Task prompt. In the forum thread about a run-in with an ex-husband, for how many consecutive years had the couple attended the Rock Festival?

Text section.
▬▬▬▬▬▬

# Interesting run-in with ex husband



## Corpuswife (Apr 24, 2009)

Well.....several weeks ago my ex husband texts and ask if I am going to the Rock Festival (out of the city). We have attended this Festival for 3 consecutive years. This year we are divorced. 

He said he had an extra ticket???? I said I was going and not alone. He understood. 

A few weeks prior to the Festival he texts a random "I miss you" text. I don't respond.

I am at the Festival with friends and didn't see him for several hours. From a distance (crowded) I see him with a woman....holding hands. I sit down in my folding chair and watch him a few more times "prance" around but never really stopping to hear the music.

I knew I may run into him. I knew he was seeing other people (dating). Our breakup was quick...I walked on out vacation after struggling for awhile. The same night he relapsed on meth; sleep with escorts and hooked up with a woman to "date" her while on our vacay. He's sick. Once home and newly separated, he advertised himself on Match.com.

Anyway...it surprised me how it effected me to see him. It took a few days to quit obsessing. I pray I don't see him again as it impedes me healing.


----------



## Holland (Aug 20, 2012)

Sounds like you have a lot to heal from CW. All power to you.

It's good that you are going out and about, getting on with life.


----------



## Corpuswife (Apr 24, 2009)

The same day that I got home, he texted and asked if I went to the festival. He didn't see me but I saw him. I told him that I did and how much fun I had. I didn't give him the satisfaction of letting him know that I saw him.

It's almost a week after seeing him. I know now that it was a good thing. Sort of a catalyst of some sort-to move on.


----------



## 225985 (Dec 29, 2015)

Corpuswife said:


> *The same day that I got home, he texted and asked if I went to the festival.* He didn't see me but I saw him. I told him that I did and how much fun I had. *I didn't give him the satisfaction of letting him know that I saw him.*
> 
> It's almost a week after seeing him. I know now that it was a good thing. Sort of a catalyst of some sort-to move on.


IMO he saw you. That is why he texted the same day. At least, that is what I would have done. He was fishing to see if you saw HIM. 

You did good young lady. Stay strong.


----------



## Unicus (Jun 2, 2016)

Divorce represents real loss! it takes time.

Why are you txting with him? Cut the cord, it doesn't sound helpful for him to be that available to you.  

When I rip the band aide off, I rip it quickly. You?


----------



## Hoosier (May 17, 2011)

This is to be expected, for some time yet! Just know that the best thing to do is No Contact. Don't see him, don't talk with him. I would not be texting him (except for parenting information) Young kids? ok, No kids? remove his number from your phone, block it.


----------



## Openminded (Feb 21, 2013)

He's not out of your life as long as you continue to respond to his texts.


----------

▬▬▬▬▬▬

[Rows from a pointing dataset]

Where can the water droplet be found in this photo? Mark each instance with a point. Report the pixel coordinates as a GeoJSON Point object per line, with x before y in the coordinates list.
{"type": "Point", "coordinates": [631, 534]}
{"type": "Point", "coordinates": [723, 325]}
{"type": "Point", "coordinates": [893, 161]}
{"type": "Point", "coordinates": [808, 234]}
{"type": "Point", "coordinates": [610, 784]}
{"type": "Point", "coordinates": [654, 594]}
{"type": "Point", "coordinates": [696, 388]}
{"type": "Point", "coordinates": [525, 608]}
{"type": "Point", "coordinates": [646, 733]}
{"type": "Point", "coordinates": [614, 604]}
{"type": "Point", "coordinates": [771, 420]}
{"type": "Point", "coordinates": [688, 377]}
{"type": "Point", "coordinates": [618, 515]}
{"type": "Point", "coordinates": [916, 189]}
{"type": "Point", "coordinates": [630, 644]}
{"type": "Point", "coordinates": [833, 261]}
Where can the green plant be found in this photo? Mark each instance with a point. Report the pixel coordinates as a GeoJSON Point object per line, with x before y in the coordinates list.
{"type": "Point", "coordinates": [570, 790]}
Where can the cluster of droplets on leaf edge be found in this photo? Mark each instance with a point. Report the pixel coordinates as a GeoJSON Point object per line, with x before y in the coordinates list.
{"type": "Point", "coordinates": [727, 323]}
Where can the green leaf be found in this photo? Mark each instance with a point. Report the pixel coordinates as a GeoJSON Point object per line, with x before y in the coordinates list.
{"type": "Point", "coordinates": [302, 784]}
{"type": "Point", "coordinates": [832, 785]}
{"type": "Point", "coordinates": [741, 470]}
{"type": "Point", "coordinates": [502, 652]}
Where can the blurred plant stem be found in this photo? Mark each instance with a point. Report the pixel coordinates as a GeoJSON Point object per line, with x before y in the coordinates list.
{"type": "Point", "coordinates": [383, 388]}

▬▬▬▬▬▬

Complete response. Three consecutive years.